*** Opening of Data records ***
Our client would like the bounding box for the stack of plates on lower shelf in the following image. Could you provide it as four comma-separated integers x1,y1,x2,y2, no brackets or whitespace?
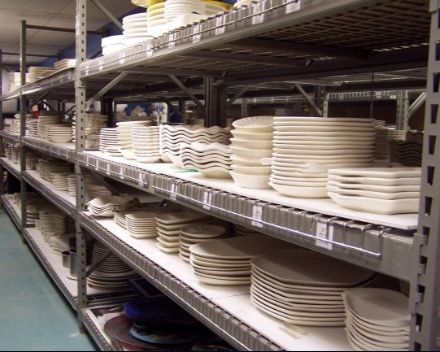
271,117,375,198
88,196,135,217
327,167,421,214
189,236,288,286
250,249,376,326
38,112,61,139
38,207,67,237
53,58,76,71
230,116,273,189
181,142,232,178
46,123,72,143
27,66,55,82
155,211,210,253
99,128,127,156
101,35,125,55
26,118,39,137
165,0,204,28
179,224,227,262
343,288,409,351
131,126,161,162
88,242,139,290
147,1,167,36
126,210,162,238
37,159,72,182
123,12,153,45
160,125,230,166
51,172,72,191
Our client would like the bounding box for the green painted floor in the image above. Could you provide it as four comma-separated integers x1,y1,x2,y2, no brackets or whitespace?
0,210,95,351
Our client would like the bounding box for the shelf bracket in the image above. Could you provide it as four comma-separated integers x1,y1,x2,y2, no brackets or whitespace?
86,72,128,110
226,86,250,109
293,83,323,116
408,92,427,121
168,74,205,112
89,0,123,31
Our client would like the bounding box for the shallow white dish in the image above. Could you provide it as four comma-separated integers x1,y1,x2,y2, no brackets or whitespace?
231,130,272,140
270,182,328,198
231,146,272,159
231,164,271,175
231,138,272,149
232,116,273,132
231,171,270,189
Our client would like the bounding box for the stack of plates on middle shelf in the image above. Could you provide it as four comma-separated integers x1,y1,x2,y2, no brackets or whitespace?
342,288,409,351
9,116,25,134
38,206,67,237
53,58,76,71
88,196,136,217
122,12,153,45
250,249,376,326
5,144,20,164
67,174,112,202
51,172,72,191
99,128,127,157
88,242,139,290
179,224,228,262
374,125,406,161
160,125,231,167
327,167,421,214
37,159,72,182
38,112,61,139
72,112,107,145
270,116,375,198
230,116,273,189
27,66,55,82
165,0,205,30
189,236,289,286
46,124,72,143
155,211,210,253
181,142,232,178
26,118,39,137
147,1,167,37
131,126,161,162
113,121,151,160
101,35,125,55
390,131,424,167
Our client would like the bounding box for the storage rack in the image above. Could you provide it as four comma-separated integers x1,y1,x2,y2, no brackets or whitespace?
0,0,438,350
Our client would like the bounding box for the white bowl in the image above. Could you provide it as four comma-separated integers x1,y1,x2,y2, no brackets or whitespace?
230,155,263,166
230,171,270,189
231,146,272,158
231,138,272,149
270,182,328,198
232,116,273,132
231,165,271,175
231,130,273,140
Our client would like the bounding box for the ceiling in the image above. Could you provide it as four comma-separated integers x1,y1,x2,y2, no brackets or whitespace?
*** Close of Data records ***
Task brief: Please give back every line above exactly as it stands, without pictures.

Answer to the exercise:
Our client would like the bounding box for the stack of plates on lower shelf in the following image. Could you provide it as four comma-separated integers x1,y1,x2,y2, no brackets or whitespace?
271,117,375,198
88,196,135,217
327,167,421,214
189,236,288,286
250,249,376,326
38,112,61,139
38,207,67,237
53,58,76,71
230,116,273,189
181,142,232,178
46,123,72,143
27,66,55,82
155,211,210,253
99,128,127,156
101,35,125,55
26,118,39,137
165,0,204,28
179,224,227,262
343,288,409,351
131,126,161,162
88,242,139,290
147,1,167,36
126,210,162,238
37,159,72,182
123,12,153,45
160,125,230,166
51,172,72,191
Our client would like the bounding box for the green painted floor in the image above. Could you provide it as four comma-separated integers x1,y1,x2,y2, no brackets or whitespace?
0,210,95,351
Our client would like the bounding box for the shelf bracket in the image above. Could you provide it as four comma-separated integers x1,y1,x2,y2, no brackets or whitespace?
86,72,128,110
226,86,250,109
293,83,323,116
408,92,427,121
168,74,205,112
89,0,123,31
Our client would like the bounding box for the shallow white dish in the image above. Could you provide it as four comma-separated integers x1,y1,x2,y2, no brackets or whitespace?
231,130,272,140
270,182,328,198
231,146,272,159
231,164,271,175
231,138,272,149
232,116,273,132
231,171,270,189
Our client would like the bounding box for the stack of plates on middle shelf in the image above. Could you provide it as four comma-separated integers x1,y1,x2,y2, no brackets or whitespace?
342,288,409,351
9,116,25,134
38,206,67,237
53,58,76,71
88,196,136,217
122,12,153,45
250,249,376,326
5,144,20,164
67,174,112,202
51,172,72,191
99,128,127,157
88,242,139,290
179,224,228,262
374,125,406,161
160,125,231,167
327,167,421,214
37,159,72,182
38,112,61,139
72,112,107,145
270,116,375,198
230,116,273,189
27,66,55,82
165,0,205,30
189,236,289,286
46,124,72,143
155,211,210,253
181,142,232,178
26,118,39,137
147,1,167,37
131,126,161,162
113,121,151,160
101,35,125,55
390,131,424,167
Our client would like the bounding box for the storage rack in the image above. Could you provide it as four comma-separated integers x1,y1,x2,y2, no brackets or whitespace?
0,0,438,350
Our client would like the bounding box for the white bowl in the image above. Could you provide it as four comma-separated integers x1,y1,x2,y2, no brackets or whitespace?
230,155,263,166
230,171,270,189
231,146,272,158
231,138,272,149
270,182,328,198
232,116,273,132
231,165,271,175
231,130,273,140
Our client would like the bounding box for the ceiling in the image above. Could you provide it as four comma-separated integers x1,y1,x2,y2, no brackets or whitespace?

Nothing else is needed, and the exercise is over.